• Source extract:
Tuesday, July 31, 2012

Investors Mistakes – Part II - Behavior Biases


My last post outlined Barry Ritholtz’s 10 investor mistakes and then provided some solutions.  In this post, I will focus on cognitive errors investors make.

I recently read an article entitled “Investors’ 10 Most Common Behavioral Biases” by Robert Seawright.  I really think behavioral finance aspects of investing are vastly overlooked, especially when it comes to Modern Portfolio Theory and a total set it and forget it allocation.  Below, I summarize the list and suggest possible ways to correct such biases:
  1. Confirmation Bias – get to the conclusion first and then find facts to support it.  Solution:  Seek out information that runs contrary to your current opinions and conclusions.
  2. Optimism Bias – you believe you are less at risk of experiencing a negative than everyone else.  Solution:  Focus on the capital you have at risk.
  3. Loss Aversion – losses feel much worse than gains feel good leading to poor investment decisions (note: this conflicts with number 2 and as the author states “we tend to make bold forecasts but timid choices”).  Solution:  Have a plan in place in the event you start to experience losses.
  4. Self-Serving Bias – good things happen because of you, bad things are someone else’s fault.  Solution:  Be humble regarding gains, owe a part of it to dumb luck, have a plan on the way down so losses are in your hands.

• What you have to do:
Answer from the post on investor behavior biases:
(a) Whose 10 investor mistakes did the previous post outline?
(b) Who wrote the article "Investors' 10 Most Common Behavioral Biases"?
(c) What solution does the post give for Optimism Bias?

• Dataset excerpts:

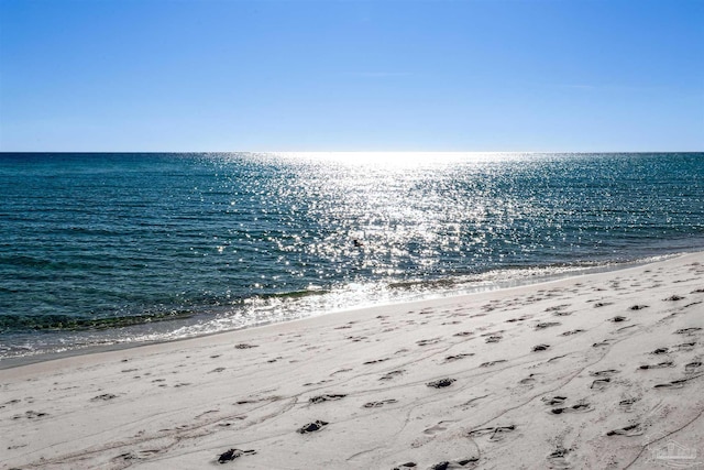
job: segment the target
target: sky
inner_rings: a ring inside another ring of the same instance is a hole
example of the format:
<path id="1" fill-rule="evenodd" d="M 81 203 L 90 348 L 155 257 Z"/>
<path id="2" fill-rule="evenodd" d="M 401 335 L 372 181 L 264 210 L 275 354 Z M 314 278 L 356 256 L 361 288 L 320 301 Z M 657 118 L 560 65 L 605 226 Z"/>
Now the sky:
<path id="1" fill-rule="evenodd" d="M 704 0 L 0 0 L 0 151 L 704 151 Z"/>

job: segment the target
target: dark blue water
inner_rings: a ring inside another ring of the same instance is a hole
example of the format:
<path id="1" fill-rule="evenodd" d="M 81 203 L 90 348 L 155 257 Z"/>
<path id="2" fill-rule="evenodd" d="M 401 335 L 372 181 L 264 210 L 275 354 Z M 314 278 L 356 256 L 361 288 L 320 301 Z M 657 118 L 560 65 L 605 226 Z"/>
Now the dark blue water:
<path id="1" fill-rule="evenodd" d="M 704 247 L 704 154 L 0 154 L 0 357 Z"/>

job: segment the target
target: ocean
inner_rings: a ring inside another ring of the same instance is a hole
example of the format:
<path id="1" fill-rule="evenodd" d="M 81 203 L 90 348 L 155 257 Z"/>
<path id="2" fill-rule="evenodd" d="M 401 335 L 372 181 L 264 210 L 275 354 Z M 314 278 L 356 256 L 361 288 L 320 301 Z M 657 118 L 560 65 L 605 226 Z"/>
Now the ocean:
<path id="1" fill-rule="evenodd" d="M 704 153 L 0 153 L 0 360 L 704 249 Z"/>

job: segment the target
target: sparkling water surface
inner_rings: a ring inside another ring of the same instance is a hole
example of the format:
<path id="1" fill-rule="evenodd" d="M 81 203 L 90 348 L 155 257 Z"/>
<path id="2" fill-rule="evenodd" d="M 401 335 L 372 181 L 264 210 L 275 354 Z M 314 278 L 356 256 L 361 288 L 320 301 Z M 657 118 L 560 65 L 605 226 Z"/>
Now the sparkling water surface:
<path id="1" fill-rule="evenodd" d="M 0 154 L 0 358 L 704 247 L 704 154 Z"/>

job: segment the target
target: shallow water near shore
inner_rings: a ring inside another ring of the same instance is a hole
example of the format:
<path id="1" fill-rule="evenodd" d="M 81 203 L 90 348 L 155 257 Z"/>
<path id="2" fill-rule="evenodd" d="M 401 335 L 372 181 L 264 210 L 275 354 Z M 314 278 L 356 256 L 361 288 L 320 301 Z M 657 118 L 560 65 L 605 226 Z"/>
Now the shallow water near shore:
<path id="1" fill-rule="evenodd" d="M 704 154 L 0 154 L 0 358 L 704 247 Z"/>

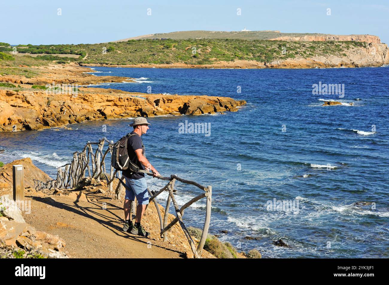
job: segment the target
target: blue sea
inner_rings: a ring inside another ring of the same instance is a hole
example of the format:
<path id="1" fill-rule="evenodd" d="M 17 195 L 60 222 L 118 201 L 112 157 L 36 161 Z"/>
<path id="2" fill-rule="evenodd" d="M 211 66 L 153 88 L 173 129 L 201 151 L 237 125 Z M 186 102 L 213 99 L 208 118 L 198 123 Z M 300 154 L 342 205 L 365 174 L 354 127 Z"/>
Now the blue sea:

• Response below:
(a) Barry Ritholtz's.
(b) Robert Seawright.
(c) Focus on the capital you have at risk.